__Work to do__. Print the listing below exactly.

__Data for this task__.

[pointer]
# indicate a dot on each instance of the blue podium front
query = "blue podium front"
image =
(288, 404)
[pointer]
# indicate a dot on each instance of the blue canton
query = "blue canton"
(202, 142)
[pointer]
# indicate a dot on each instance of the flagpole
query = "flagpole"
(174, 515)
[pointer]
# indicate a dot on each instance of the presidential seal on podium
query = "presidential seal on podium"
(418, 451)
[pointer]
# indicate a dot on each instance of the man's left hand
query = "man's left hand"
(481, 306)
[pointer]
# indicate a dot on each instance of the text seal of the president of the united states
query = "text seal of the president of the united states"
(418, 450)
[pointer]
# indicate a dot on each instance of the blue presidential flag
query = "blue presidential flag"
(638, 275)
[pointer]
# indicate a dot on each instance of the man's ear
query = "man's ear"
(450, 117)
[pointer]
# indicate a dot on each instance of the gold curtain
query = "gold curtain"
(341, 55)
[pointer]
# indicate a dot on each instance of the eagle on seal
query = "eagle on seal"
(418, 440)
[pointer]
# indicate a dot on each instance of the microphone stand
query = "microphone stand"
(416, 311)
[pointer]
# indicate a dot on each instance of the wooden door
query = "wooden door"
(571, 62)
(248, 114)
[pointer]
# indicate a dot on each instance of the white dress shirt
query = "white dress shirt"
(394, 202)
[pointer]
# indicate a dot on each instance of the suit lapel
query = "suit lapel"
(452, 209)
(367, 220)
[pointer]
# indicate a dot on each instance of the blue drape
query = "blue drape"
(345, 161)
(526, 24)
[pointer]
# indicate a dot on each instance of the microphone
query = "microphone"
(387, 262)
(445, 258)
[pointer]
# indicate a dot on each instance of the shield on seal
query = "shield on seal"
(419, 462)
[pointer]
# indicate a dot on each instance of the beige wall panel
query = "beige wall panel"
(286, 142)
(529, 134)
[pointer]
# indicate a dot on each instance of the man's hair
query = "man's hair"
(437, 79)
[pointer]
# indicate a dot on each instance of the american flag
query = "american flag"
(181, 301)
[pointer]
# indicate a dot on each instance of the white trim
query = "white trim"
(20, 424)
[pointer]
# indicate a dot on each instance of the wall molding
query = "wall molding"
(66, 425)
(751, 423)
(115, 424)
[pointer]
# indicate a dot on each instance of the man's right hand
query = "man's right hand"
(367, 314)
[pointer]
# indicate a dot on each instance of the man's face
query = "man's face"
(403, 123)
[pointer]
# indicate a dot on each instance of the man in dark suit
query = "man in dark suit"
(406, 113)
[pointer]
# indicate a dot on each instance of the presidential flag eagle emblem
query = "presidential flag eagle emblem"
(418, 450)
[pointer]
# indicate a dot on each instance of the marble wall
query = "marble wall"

__In response__.
[pointer]
# indicate a dot on each instance of the blue podium front
query = "blue podium front"
image =
(288, 404)
[pointer]
# indicate a dot on each instance of the blue canton
query = "blue canton"
(202, 142)
[pointer]
# indicate a dot on each instance of the flagpole
query = "flagpole"
(174, 515)
[pointer]
# indicate a dot on each instance of the presidential seal on podium
query = "presidential seal on podium"
(418, 451)
[pointer]
# indicate a dot on each instance of the man's left hand
query = "man's left hand"
(481, 306)
[pointer]
# indicate a dot on each instance of the text seal of the president of the united states
query = "text seal of the president of the united states"
(418, 450)
[pointer]
# indicate a dot on each instance of the blue presidential flag
query = "blue presidential flag"
(638, 275)
[pointer]
# indicate a dot on each instance of the man's ear
query = "man's ear"
(450, 117)
[pointer]
# indicate a dot on each instance of the gold curtain
query = "gold curtain"
(341, 55)
[pointer]
# indicate a dot on each instance of the eagle on seal
query = "eagle on seal"
(418, 440)
[pointer]
# indicate a dot on each instance of the microphone stand
query = "microphone stand"
(416, 311)
[pointer]
# indicate a dot on each instance of the wooden door
query = "wooden door"
(571, 62)
(248, 114)
[pointer]
# indicate a dot on each instance of the white dress shirt
query = "white dress shirt"
(394, 202)
[pointer]
# indicate a dot on each instance of the suit lapel
query = "suit lapel"
(452, 209)
(367, 220)
[pointer]
# indicate a dot on each instance of the blue drape
query = "blue drape"
(345, 161)
(526, 24)
[pointer]
# indicate a dot on each instance of the microphone
query = "microphone"
(387, 262)
(445, 258)
[pointer]
# indicate a dot on each instance of the shield on seal
query = "shield on seal"
(419, 462)
[pointer]
# indicate a dot on each instance of the beige wall panel
query = "beige wall panel"
(286, 142)
(529, 134)
[pointer]
# indicate a dot on each instance of the man's hair
query = "man's hair"
(437, 79)
[pointer]
# indicate a dot on each instance of the american flag
query = "american flag"
(181, 301)
[pointer]
# indicate a dot on each instance of the white trim
query = "white trim"
(20, 424)
[pointer]
# indicate a dot on each instance of the wall molding
query = "wall molding"
(66, 425)
(751, 423)
(115, 424)
[pointer]
# indicate a dot on each instance of the man's right hand
query = "man's right hand"
(367, 314)
[pointer]
# indicate a dot on each instance of the man's face
query = "man's face"
(403, 123)
[pointer]
# indicate a dot on each instance of the man in dark suit
query = "man in dark suit"
(406, 113)
[pointer]
# indicate a dot on each instance of the presidential flag eagle emblem
query = "presidential flag eagle emblem"
(418, 450)
[pointer]
# indicate a dot on each instance of the marble wall
query = "marble wall"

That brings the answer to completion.